▶ _Task list_
a - Condense the paragraph of the Total Transformation critique that begins "My first point of comparison" into a short bulleted list that keeps its main facts.
b - Write the next paragraph of the Total Transformation critique, continuing after its final sentence.

▶ _Exercise passage_
■ ■ ■ ■

Having never seen or used the product and having no preconceptions about it, I found good cause to take issue with it right on the homepage. The observations seem important enough to share here.

These critiques say nothing about whether the program might be useful in a particular case. You may have used it and love it. I’m not commenting about that at all. Rather, I’m making a point about the dangers of presenting a program in the way Lehman does. If you have strong feelings about Total Transformation and/or if you have a child who is struggling, I hope you will read these comments for what they’re meant to do.

The top of the Total Transformation homepage blares out in bold red letters:

Finally! A Step-by-Step Solution that will
Stop Your Child’s Defiant, Out of Control
Behavior—Right Now

Now, the fact that some people who have reviewed the program have said it didn’t work for them (as well as common sense) suggests that this is over the top: it simply isn’t likely—given the diversity of people and situations—that the same program will work for everyone. Why use overblown prose if you have a valuable product? Why not describe what the product can do and admit what it can’t do?

My first point of comparison for programs to help youth is NATSAP (National Association of Therapeutic Schools and Programs), the members of which are accredited programs that follow NATSAP’s Principles of Good Practice. These organizations are in essentially the same business as Lehman—helping troubled youth—but their websites don’t scream and they don’t over-promise. They make it clear that their programs work for a select population, and the programs are varied in their approach, with some offering a family style setting, some offering a wilderness experience, some providing equine therapy, etc.

But perhaps the most important thing that the NATSAP programs don’t do is that they don’t treat a child sight-unseen. They don’t take a parent’s word for it that the problem is the child (not that a parent is necessarily wrong: just that there may be elements of the situation that the parent may not see): they use their professional expertise to make their own assessment.

■ ■ ■ ■

▶ _Supplied records_
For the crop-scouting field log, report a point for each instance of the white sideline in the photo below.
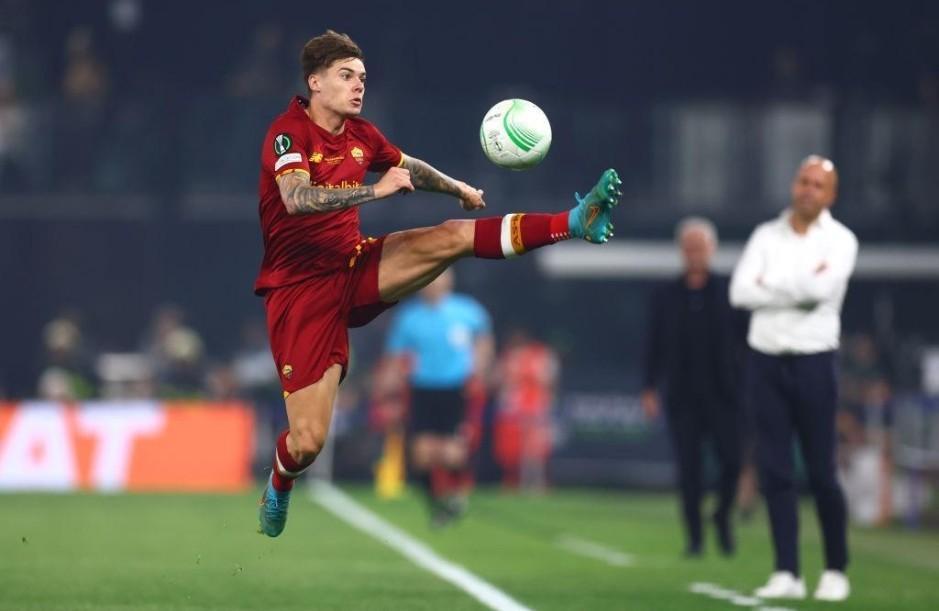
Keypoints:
(594, 550)
(354, 514)
(732, 596)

■ ■ ■ ■

▶ _Answers by item number_
a -
- NATSAP (National Association of Therapeutic Schools and Programs) is the author's first point of comparison for programs that help youth.
- Its members are accredited programs that follow NATSAP's Principles of Good Practice.
- Like Lehman, they are in the business of helping troubled youth, but their websites neither scream nor over-promise.
- They make clear that their programs work for a select population.
- Their approaches vary: some offer a family-style setting, some a wilderness experience, some equine therapy.

b -
Lehman’s assumption, implicit in the homepage—that any child of any person who comes to the site and is willing to pay $327 plus shipping and handling is guilty of willful disobedience that his program can “fix”—would be naive in someone untrained. It is shocking in a professional.

Children are “defiant” and/or “out of control” for many reasons, and quite a number of those reasons need intervention and/or professional treatment. Causes could include ODD (Oppositional Defiance Disorder), ADHD (Attention Deficit/Hyperactivity Disorder), bipolar disorder, depression, substance abuse, learning disabilities, a dysfunctional family, bullying, or abuse, to name a few.

Just because the (presumably untrained) parent sees a problem emerging in the child’s behavior does not mean the child’s attitude is the problem. And it is inappropriate for Lehman to offer parents this solution with the implied promise that it will work in every case.

The homepage of the website reads like a cheap sales pitch, not like the measured prose of a person who has a quality program and will convince you of its value by explaining its good qualities in a rational way. It plays on the desperation of parents who don’t know what to do, rather than addressing them in a considered, responsible way.

If you are ever concerned about a child and in need of help beyond your child’s pediatrician and the network of medical specialists available to you, I suggest you read the NATSAP Ethical Principles

and—if you’re considering a residential program—the NATSAP Principles of Good Practice.

Then, use their program search and go to the websites of a few programs. Even if you don’t use one of their programs—and I am not suggesting that you should or shouldn’t—it will provide an example of the measured prose you should expect to find in the description of a program that is well-conceived and well-run.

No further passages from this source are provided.